DEINE AUFGABE — Wiederhole den Interviewauszug über die Produktentwicklung vollständig und Wort für Wort.

Meinen Sie damit die Überlegung, ob es als Medizin- oder Pflegeprodukt gilt?

Richtig. Denn weil es ein Milchprotein ist, ist es als kosmetischer, sicherer Inhaltsstoff zugelassen. Daher haben wir eine weitere Entwicklungsrunde gedreht und Tierärzte interviewt, um zusätzlich zu den Antikörpern Stoffe reinzunehmen, die die Haut noch mehr unterstützen. Wir fragten: Was sind eure liebsten Pflegemittel und Inhaltsstoffe? Somit haben wir uns mit Pflanzenextrakten beschäftigt, die gegen Juckreiz helfen, die Hautregeneration fördern und so weiter.

Sie gingen iterativ vor, wie man es zum Beispiel aus der Software-Entwicklung kennt. 

Mit direktem Feedback, ja. Irgendwann kam das Pferd dazu, weil unser Mitarbeiter Pferde hat. Er probierte unser Produkt aus und stellte fest, dass es auch Pferden hilft. Wir nahmen minimale Anpassungen vor und so entstand die Salbe für Pferde.

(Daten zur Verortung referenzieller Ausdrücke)
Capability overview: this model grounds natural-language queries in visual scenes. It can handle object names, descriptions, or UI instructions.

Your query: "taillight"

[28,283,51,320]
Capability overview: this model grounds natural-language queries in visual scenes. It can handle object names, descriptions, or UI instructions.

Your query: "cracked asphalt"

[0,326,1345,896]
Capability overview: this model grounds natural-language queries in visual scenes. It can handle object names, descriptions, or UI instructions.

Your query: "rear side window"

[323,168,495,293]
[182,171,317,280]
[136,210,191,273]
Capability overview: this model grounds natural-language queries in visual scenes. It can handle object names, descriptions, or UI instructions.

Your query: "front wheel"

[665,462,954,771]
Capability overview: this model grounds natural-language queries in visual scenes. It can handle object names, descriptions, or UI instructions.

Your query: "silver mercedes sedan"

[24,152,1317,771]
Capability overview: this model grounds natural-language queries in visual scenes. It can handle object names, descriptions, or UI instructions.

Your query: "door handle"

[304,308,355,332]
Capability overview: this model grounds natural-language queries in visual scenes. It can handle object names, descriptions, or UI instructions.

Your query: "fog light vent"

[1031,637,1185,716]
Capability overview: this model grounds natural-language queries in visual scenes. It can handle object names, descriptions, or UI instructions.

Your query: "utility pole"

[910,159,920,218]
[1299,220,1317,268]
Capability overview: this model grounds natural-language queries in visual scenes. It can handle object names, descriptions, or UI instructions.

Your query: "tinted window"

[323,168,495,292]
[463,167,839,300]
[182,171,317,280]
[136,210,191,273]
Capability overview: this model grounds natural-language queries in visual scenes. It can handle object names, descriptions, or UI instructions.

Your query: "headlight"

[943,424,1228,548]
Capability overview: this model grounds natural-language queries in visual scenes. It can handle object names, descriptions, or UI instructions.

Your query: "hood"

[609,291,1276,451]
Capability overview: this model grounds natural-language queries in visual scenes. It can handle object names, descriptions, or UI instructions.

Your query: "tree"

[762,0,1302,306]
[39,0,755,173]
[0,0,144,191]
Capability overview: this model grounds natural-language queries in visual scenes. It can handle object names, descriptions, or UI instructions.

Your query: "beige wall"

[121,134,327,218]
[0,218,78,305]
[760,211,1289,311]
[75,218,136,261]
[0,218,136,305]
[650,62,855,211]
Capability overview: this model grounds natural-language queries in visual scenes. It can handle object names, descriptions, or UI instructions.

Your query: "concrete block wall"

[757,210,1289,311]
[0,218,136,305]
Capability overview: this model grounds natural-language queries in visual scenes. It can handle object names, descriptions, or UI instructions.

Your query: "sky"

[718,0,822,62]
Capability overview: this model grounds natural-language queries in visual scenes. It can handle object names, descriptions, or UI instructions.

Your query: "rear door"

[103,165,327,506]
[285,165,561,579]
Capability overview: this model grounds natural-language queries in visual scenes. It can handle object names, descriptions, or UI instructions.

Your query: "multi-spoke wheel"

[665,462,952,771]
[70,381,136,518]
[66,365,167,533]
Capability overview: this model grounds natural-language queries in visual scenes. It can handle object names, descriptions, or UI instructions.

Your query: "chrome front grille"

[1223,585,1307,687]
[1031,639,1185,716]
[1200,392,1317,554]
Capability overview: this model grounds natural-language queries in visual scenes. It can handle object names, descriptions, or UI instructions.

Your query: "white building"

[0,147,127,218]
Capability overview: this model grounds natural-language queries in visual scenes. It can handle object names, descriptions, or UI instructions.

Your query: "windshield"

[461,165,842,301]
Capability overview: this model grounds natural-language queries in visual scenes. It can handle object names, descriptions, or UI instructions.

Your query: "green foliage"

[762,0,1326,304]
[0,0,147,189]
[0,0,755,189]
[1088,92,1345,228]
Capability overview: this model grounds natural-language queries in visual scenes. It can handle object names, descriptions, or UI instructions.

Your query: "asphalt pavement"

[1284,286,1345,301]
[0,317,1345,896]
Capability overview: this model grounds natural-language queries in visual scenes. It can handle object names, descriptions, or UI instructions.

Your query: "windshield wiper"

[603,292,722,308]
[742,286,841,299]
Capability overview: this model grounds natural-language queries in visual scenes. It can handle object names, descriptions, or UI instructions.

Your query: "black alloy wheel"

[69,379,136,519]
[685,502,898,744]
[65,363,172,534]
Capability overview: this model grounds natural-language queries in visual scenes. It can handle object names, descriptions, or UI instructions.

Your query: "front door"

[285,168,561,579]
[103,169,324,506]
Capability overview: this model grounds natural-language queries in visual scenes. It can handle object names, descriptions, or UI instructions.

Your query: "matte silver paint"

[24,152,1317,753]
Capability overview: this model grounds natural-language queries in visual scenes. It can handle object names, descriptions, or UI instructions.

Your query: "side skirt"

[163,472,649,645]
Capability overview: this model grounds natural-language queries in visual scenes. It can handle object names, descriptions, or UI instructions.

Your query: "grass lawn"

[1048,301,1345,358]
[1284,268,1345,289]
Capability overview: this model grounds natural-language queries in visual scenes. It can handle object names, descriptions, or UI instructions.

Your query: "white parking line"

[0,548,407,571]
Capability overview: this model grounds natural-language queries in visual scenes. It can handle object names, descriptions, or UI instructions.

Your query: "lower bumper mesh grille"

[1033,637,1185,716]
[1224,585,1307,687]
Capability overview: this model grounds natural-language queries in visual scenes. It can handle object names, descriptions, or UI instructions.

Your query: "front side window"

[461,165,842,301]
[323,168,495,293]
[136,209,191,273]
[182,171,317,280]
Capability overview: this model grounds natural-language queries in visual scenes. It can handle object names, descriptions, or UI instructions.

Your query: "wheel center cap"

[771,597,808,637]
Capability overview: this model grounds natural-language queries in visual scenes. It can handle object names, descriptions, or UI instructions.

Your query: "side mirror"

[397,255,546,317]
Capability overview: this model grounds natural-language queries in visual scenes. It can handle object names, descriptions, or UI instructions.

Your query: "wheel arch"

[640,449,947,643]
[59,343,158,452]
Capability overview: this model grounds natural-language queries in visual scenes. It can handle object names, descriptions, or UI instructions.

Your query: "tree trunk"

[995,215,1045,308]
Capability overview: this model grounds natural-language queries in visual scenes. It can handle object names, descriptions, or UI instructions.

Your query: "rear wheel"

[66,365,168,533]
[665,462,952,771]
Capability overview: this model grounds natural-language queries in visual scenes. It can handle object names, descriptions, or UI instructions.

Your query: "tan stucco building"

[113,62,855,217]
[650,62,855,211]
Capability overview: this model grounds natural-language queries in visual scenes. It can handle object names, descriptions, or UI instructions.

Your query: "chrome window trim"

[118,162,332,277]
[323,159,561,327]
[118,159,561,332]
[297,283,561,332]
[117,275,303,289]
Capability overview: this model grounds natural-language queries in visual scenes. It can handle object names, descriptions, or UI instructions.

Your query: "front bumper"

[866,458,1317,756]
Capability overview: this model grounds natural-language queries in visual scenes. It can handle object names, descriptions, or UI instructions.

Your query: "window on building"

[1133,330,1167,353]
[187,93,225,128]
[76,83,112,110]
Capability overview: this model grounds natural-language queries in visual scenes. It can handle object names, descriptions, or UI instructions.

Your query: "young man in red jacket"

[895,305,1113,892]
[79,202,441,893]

ANTWORT —
Meinen Sie damit die Überlegung, ob es als Medizin- oder Pflegeprodukt gilt?

Richtig. Denn weil es ein Milchprotein ist, ist es als kosmetischer, sicherer Inhaltsstoff zugelassen. Daher haben wir eine weitere Entwicklungsrunde gedreht und Tierärzte interviewt, um zusätzlich zu den Antikörpern Stoffe reinzunehmen, die die Haut noch mehr unterstützen. Wir fragten: Was sind eure liebsten Pflegemittel und Inhaltsstoffe? Somit haben wir uns mit Pflanzenextrakten beschäftigt, die gegen Juckreiz helfen, die Hautregeneration fördern und so weiter.

Sie gingen iterativ vor, wie man es zum Beispiel aus der Software-Entwicklung kennt. 

Mit direktem Feedback, ja. Irgendwann kam das Pferd dazu, weil unser Mitarbeiter Pferde hat. Er probierte unser Produkt aus und stellte fest, dass es auch Pferden hilft. Wir nahmen minimale Anpassungen vor und so entstand die Salbe für Pferde.